▼
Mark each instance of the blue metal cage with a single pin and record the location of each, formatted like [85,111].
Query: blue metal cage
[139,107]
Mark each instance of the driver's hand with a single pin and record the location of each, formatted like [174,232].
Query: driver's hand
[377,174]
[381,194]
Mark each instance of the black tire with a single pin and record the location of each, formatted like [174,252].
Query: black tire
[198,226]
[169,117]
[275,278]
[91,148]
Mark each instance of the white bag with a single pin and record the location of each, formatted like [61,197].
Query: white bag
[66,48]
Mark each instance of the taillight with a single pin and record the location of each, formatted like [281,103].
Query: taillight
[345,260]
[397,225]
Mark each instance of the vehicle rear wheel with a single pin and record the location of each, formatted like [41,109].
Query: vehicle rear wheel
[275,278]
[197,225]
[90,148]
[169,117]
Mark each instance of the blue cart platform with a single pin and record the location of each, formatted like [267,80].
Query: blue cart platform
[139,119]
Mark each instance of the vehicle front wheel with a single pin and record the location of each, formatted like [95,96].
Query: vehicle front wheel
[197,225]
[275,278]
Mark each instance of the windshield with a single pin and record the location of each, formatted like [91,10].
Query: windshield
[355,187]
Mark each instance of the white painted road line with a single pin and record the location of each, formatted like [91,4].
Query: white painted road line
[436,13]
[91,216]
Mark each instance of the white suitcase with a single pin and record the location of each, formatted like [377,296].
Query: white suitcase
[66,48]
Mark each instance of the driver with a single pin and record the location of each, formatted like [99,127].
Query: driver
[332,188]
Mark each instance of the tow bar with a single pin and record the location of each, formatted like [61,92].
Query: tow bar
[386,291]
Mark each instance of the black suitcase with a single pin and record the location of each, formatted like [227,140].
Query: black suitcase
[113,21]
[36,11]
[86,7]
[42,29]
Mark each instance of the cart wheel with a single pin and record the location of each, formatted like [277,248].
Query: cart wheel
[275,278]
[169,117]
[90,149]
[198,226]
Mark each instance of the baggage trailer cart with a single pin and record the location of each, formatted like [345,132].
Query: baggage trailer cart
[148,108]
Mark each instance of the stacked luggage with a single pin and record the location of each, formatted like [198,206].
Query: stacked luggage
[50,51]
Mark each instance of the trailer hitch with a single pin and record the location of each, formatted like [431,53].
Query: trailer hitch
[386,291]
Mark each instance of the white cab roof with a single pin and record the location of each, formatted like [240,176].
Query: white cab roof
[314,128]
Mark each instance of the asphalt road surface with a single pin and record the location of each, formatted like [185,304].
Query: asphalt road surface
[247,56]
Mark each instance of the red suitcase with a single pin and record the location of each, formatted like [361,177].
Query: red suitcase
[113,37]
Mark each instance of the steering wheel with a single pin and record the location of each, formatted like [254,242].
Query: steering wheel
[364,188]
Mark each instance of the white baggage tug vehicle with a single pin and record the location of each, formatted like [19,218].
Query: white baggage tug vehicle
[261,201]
▲
- _TASK DETAILS_: Above are the records; retype them all without a single difference.

- _OUTPUT OF THE TASK_:
Mark each instance of the blue metal cage with a single pin and record the location of each, formatted like [85,111].
Query: blue metal cage
[139,107]
Mark each instance of the driver's hand with a single pin and record the location of each, formatted like [174,232].
Query: driver's hand
[377,174]
[381,194]
Mark each instance of the black tire with a single pin and record the location of each, formatted like [174,252].
Query: black tire
[198,226]
[169,117]
[275,278]
[91,148]
Mark each instance of the white bag with a single pin and record the location of each, formatted like [61,197].
Query: white bag
[66,48]
Mark each instance of the taillight with a single pin and record the location of each, formatted like [281,103].
Query: taillight
[345,260]
[397,225]
Mark each instance of the vehicle rear wheel with a single pin and record the location of each, formatted like [41,109].
Query: vehicle rear wheel
[275,278]
[197,225]
[90,148]
[169,117]
Mark each instance of the blue cart platform with a single pin and record the location of each, formatted like [267,80].
Query: blue cart platform
[139,119]
Mark each instance of the vehicle front wheel with a single pin and record the location of each, formatted like [95,96].
Query: vehicle front wheel
[197,225]
[275,278]
Mark each instance of the windshield with a single pin and record the location of each, formatted like [91,10].
Query: windshield
[355,187]
Mark each instance of the white painted road line with a single pin and record the location of each, formatted like [91,4].
Query: white painted road line
[436,13]
[91,216]
Mark each instance of the white suitcase with a single pin and record the location of each, formatted like [377,296].
Query: white suitcase
[66,48]
Mark each instance of the driver with a single pin and record the location of each, formatted like [99,127].
Query: driver
[332,188]
Mark each instance of the tow bar with a single pin and record the location of each, formatted like [61,92].
Query: tow bar
[386,291]
Mark each instance of the black suitcase with a single pin and record the location of each, formatted like [227,140].
Query: black suitcase
[113,21]
[36,11]
[86,7]
[42,29]
Mark each instance of the cart wheel with a single pin and record the location of each, formatted like [277,248].
Query: cart wheel
[275,278]
[169,117]
[90,149]
[198,226]
Mark each instance of the baggage trailer cart with a single pin and record the location of each, formatted like [345,132].
Query: baggage trailer cart
[148,108]
Mark each instance of the stacked luggage with a single pin and record the location of each, formatted like [198,206].
Query: stacked luggage
[50,51]
Mark each instance of the trailer hitch with a single pin and record the location of each, formatted like [431,53].
Query: trailer hitch
[386,291]
Mark each instance of the white cab roof with a single pin and record the location of each, formatted like [240,176].
Query: white cab roof
[314,128]
Mark each instance of the asphalt road surface with a single pin and record the location of each, formatted like [185,304].
Query: asphalt road surface
[247,56]
Mark each instance of the red suitcase with a single pin and record the location of each, formatted like [361,177].
Query: red suitcase
[113,37]
Mark each instance of the steering wheel with a single pin and record the location of each, formatted like [254,242].
Query: steering wheel
[364,188]
Mark each instance of the white baggage tug vehicle with a single pin and record the location of each, formatted like [19,218].
Query: white baggage tug vehicle
[261,201]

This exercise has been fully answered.